*Requirements:* Print all of the entries exactly, minus the pictures.

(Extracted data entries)
+++
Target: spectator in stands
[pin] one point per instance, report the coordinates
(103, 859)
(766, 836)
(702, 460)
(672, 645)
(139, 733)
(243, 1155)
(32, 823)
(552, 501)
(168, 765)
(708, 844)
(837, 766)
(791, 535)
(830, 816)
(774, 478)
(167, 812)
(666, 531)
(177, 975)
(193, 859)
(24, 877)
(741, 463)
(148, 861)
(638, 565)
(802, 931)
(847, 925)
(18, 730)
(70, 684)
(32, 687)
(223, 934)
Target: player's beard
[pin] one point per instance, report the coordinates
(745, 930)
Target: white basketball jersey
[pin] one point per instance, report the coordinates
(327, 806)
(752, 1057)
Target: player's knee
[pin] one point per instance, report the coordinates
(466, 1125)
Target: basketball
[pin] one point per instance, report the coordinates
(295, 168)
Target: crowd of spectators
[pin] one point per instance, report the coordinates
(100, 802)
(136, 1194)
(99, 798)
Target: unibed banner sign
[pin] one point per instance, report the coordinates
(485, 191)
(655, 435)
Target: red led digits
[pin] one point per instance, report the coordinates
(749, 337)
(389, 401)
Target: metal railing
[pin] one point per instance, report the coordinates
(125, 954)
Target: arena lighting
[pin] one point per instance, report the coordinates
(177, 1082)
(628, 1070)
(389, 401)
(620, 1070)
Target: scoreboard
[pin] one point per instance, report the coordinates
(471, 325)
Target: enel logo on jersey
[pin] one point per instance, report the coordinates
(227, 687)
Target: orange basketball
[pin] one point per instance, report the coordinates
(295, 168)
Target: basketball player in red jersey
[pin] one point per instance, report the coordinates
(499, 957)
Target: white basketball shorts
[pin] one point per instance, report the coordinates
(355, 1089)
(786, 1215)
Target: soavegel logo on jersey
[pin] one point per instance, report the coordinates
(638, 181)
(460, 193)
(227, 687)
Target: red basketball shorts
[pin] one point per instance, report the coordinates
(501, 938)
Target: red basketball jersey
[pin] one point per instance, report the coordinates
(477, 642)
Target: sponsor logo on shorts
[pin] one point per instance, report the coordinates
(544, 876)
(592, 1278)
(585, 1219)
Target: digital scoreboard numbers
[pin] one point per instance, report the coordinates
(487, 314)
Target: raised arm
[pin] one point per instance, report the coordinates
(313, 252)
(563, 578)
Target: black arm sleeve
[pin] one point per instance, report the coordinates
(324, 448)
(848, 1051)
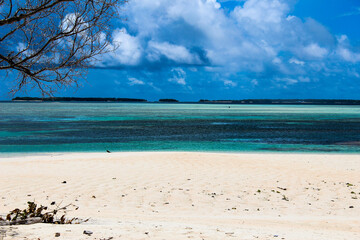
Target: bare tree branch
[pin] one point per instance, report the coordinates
+++
*Answer below:*
Target: spectator in stands
[pin] one point per instance, report the coordinates
(103, 859)
(766, 836)
(702, 460)
(672, 645)
(139, 733)
(243, 1155)
(32, 823)
(552, 501)
(168, 765)
(708, 844)
(837, 766)
(791, 535)
(830, 816)
(774, 478)
(167, 812)
(666, 531)
(177, 975)
(193, 859)
(24, 877)
(741, 463)
(148, 861)
(638, 565)
(802, 931)
(847, 925)
(18, 730)
(70, 684)
(32, 687)
(223, 934)
Target: player's beard
[pin] one point per instance, report the coordinates
(745, 930)
Target: white basketball jersey
[pin] one point per instance, report the coordinates
(327, 806)
(752, 1057)
Target: player's knee
[pin] one point per instance, report the coordinates
(466, 1125)
Target: basketball
[pin] one point per instance, report the coordinates
(295, 168)
Target: crowd of spectators
[pin] one point per instance, report the coordinates
(100, 802)
(136, 1194)
(99, 798)
Target: unibed banner sign
[pin] one point per instance, report the coordinates
(485, 191)
(655, 435)
Target: red led digits
[pin] one point per instance, report the coordinates
(749, 337)
(389, 401)
Target: metal railing
[pin] one point per instance, report the coordinates
(125, 954)
Target: arena lighting
[pin] one point per instance, report the coordinates
(177, 1082)
(628, 1070)
(389, 401)
(620, 1070)
Target: scoreboard
[pin] one point per instance, report the coordinates
(471, 325)
Target: enel logo on jersey
[pin] one point per instance, report the coordinates
(227, 687)
Target: orange basketball
[pin] one point per instance, report the coordinates
(295, 168)
Target: basketball player in red jersey
[pin] one point per instance, report the coordinates
(499, 957)
Target: white basketball shorts
[pin] one point per instance, report the coordinates
(355, 1089)
(786, 1215)
Target: soavegel logo on jersey
[pin] one point per instance, report the coordinates
(638, 181)
(460, 193)
(227, 687)
Target: red basketball shorts
[pin] one point per instance, report the coordinates
(501, 938)
Target: red basketball jersey
[pin] one point per instance, report the coordinates
(477, 642)
Target: sponsor logo on shorts
[pin] one point per instance, report the coordinates
(544, 876)
(592, 1278)
(585, 1219)
Target: digital scoreboard numbers
[pin] one point per instance, report the coordinates
(487, 314)
Target: raised arm
[pin] one point per instance, report the coordinates
(313, 252)
(563, 578)
Target: black arm sleeve
[pin] one point per instance, report the coordinates
(324, 448)
(848, 1051)
Target: bare tree branch
[pin] one point per instance, report the coordinates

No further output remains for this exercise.